(Alıntı Metin)
■ ■ ■ ■
Başbakan askeri neden sevmez? - Tünay Süer

Başbakan askeri neden sevmez? - Tünay Süer
Kaç gündür daralmış vaziyetteyim. İçimden ne yazmak geliyor ne de konuşmak. Aklım fikrim Hakkâri’de, orada, burada, düşmanla savaşan askerlerimizde, ne yapsam aklımdan silemiyorum. Hangi televizyon kanalını açsam sıra sıra musalla taşına dizilmiş, al bayrağımıza sarılı fidanlarımız, gözyaşlarını içlerine akıtan analar babalar ve cenaze namazları.
****
Gündüz ki sıcak akşam saatlerinde yerini deli bir rüzgâra bıraktı. Evde bütün pencereler kapılar açık, yine akşamı iple çekiyorum.
Ulusal Kanal’da Ümit Zilelinin sunduğu Sesli Gazete programını bekliyorum. Bu haftaki konuğu Emekli Tüm General HAK ve Eşitlik Partisinin Genel Başkanı Sn. Osman Pamukoğlu.(24.8.2012)
Pamukoğlu Haber Türk’te Fatih Altaylının programında çok önemli şeyler söylemişti. Söylemleri karşısında başbakan Erdoğan zor durumda kaldığının sıkıntısı ile paşanın çapını mapını ölçmeye kalkan saçma sapan, bir başbakana yakışmayacak sözler etmişti. Oysaki paşanın söyledikleri çok doğruydu. Şemdinli’de günlerdir PKK püskürtülememişti ve Hakkâri’de güpegündüz bile eşkıya yol kesiyordu.
Neden Ordumuz başarılı olamıyordu ve neden bunca gün bu savaş sürüyordu. Bunu herkes gibi bende çok merak ediyordum, yüzbinlerce kişi gibi o gece Haber Türk’e kitlenmiştim
Ben bu olaya artık terör olayı gözü ile bakmıyordum. Zira karşımızdaki güç profesyonel, gerek teçhizat gerekse aldıkları harp stratejisi ile tamamıyla dışarıdan desteklenen çok donanımlı bir örgüttü. Askerlerimizin çoğu üç aylık, beş aylık acemi gençlerden oluşuyor bazen. Bunu şehit ailelerinden çoğu kez işitmiştik.

Her gün şehit haberleri ile sarsılan bizler artık Türkiye’nin nereye doğru gittiğini ciddi bir şekilde düşünmeliyiz. Hükümet mi başarısız yoksa komutanları tutsak, başıboş kalan Türk Silahlı Kuvvetleri mi?
■ ■ ■ ■
(Satırlar)
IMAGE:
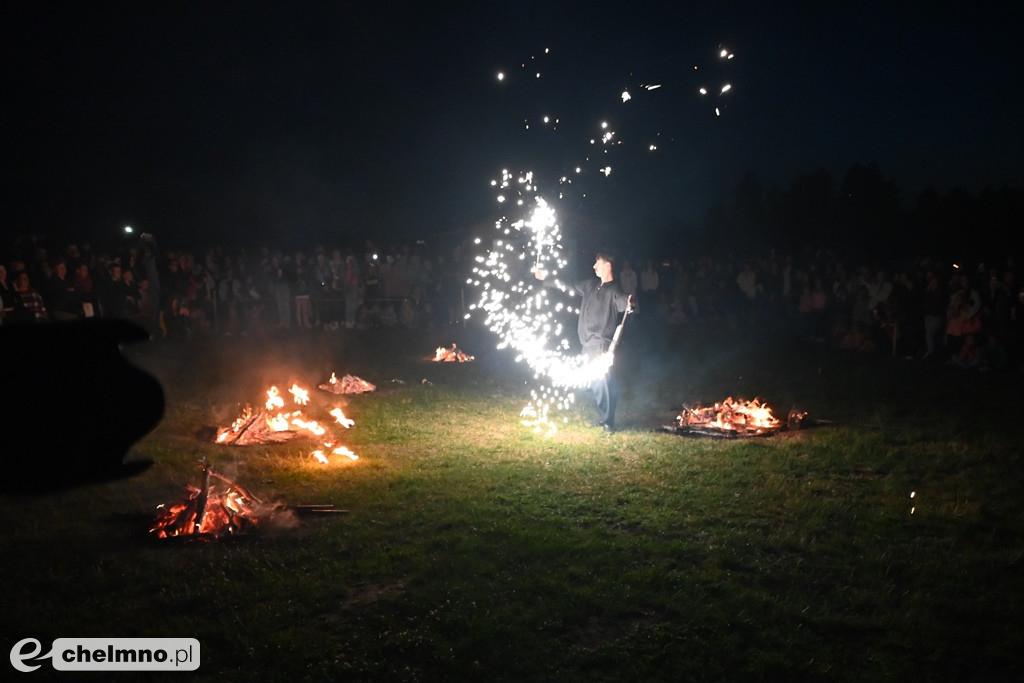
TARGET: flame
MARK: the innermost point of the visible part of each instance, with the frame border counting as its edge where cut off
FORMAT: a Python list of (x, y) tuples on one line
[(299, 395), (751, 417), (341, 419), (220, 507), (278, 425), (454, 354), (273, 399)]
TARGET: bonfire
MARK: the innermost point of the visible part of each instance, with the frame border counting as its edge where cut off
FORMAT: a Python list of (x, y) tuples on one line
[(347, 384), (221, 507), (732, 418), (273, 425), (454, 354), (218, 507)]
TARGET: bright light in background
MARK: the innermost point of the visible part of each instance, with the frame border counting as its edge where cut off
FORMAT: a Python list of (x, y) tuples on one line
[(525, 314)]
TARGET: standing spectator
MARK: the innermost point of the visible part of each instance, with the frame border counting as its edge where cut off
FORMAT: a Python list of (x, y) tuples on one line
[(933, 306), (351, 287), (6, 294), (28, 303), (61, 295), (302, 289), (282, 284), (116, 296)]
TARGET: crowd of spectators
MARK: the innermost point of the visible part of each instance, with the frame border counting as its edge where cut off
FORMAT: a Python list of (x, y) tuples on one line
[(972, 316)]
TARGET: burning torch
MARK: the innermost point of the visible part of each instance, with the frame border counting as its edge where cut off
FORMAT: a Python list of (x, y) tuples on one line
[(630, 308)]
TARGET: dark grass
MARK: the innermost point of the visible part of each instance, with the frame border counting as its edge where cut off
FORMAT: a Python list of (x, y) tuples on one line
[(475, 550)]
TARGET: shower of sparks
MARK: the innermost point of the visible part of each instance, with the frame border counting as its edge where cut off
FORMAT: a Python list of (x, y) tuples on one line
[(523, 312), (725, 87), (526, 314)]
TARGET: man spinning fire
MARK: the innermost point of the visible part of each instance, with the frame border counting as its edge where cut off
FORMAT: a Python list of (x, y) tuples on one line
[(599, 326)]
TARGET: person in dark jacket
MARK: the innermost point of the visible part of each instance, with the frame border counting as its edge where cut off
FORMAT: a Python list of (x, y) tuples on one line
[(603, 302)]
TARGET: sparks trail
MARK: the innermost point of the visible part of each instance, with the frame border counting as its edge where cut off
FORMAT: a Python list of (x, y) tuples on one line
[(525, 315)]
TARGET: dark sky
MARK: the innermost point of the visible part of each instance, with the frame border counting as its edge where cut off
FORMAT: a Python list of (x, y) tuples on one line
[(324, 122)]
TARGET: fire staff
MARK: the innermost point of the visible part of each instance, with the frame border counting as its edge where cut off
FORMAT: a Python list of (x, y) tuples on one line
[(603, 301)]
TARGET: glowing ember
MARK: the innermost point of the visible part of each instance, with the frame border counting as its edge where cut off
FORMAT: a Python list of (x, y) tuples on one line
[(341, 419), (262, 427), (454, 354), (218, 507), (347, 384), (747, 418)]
■ ■ ■ ■
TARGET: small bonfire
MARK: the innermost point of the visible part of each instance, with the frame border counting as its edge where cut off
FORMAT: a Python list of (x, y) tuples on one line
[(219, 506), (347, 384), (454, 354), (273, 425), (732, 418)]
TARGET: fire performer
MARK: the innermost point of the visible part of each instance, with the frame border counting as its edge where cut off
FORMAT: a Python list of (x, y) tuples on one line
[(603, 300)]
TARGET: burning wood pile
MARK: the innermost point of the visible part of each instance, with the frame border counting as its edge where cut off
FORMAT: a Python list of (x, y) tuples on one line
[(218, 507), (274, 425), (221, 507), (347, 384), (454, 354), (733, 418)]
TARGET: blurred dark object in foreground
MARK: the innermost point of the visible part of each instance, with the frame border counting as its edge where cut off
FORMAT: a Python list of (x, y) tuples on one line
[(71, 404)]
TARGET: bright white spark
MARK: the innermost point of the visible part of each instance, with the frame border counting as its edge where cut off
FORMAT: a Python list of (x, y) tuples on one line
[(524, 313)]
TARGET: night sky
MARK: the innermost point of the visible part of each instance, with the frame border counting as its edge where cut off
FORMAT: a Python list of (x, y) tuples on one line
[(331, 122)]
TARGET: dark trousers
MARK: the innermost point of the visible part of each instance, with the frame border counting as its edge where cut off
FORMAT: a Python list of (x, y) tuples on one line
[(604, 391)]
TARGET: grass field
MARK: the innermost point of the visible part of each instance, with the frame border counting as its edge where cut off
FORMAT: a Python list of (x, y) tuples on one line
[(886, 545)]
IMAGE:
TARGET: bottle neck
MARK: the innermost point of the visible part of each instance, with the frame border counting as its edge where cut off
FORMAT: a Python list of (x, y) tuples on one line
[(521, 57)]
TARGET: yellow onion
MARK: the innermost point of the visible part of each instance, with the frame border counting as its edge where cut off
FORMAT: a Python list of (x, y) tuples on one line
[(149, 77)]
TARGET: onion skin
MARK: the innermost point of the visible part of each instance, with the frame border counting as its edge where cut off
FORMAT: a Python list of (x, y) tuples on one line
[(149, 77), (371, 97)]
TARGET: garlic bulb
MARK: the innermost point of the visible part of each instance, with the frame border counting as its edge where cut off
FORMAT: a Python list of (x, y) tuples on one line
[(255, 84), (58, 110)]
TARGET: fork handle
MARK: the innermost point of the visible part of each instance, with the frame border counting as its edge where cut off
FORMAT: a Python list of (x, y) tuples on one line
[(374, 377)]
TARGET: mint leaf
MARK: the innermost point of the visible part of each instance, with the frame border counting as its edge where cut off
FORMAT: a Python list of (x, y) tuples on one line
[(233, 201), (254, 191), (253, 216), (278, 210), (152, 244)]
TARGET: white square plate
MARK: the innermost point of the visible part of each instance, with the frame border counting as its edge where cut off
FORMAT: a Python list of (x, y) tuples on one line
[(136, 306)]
■ ■ ■ ■
(Yapılacak İş)
Alıntı metinde "Ulusal Kanal’da Ümit" sözlerinden başlayıp "eşkıya yol kesiyordu." sözlerine kadar uzanan bölümün tamamını olduğu gibi yineleyin. Bu iş için satırlara ihtiyaç yoktur.

(Doğru Sonuç)
Ulusal Kanal’da Ümit Zilelinin sunduğu Sesli Gazete programını bekliyorum. Bu haftaki konuğu Emekli Tüm General HAK ve Eşitlik Partisinin Genel Başkanı Sn. Osman Pamukoğlu.(24.8.2012)
Pamukoğlu Haber Türk’te Fatih Altaylının programında çok önemli şeyler söylemişti. Söylemleri karşısında başbakan Erdoğan zor durumda kaldığının sıkıntısı ile paşanın çapını mapını ölçmeye kalkan saçma sapan, bir başbakana yakışmayacak sözler etmişti. Oysaki paşanın söyledikleri çok doğruydu. Şemdinli’de günlerdir PKK püskürtülememişti ve Hakkâri’de güpegündüz bile eşkıya yol kesiyordu.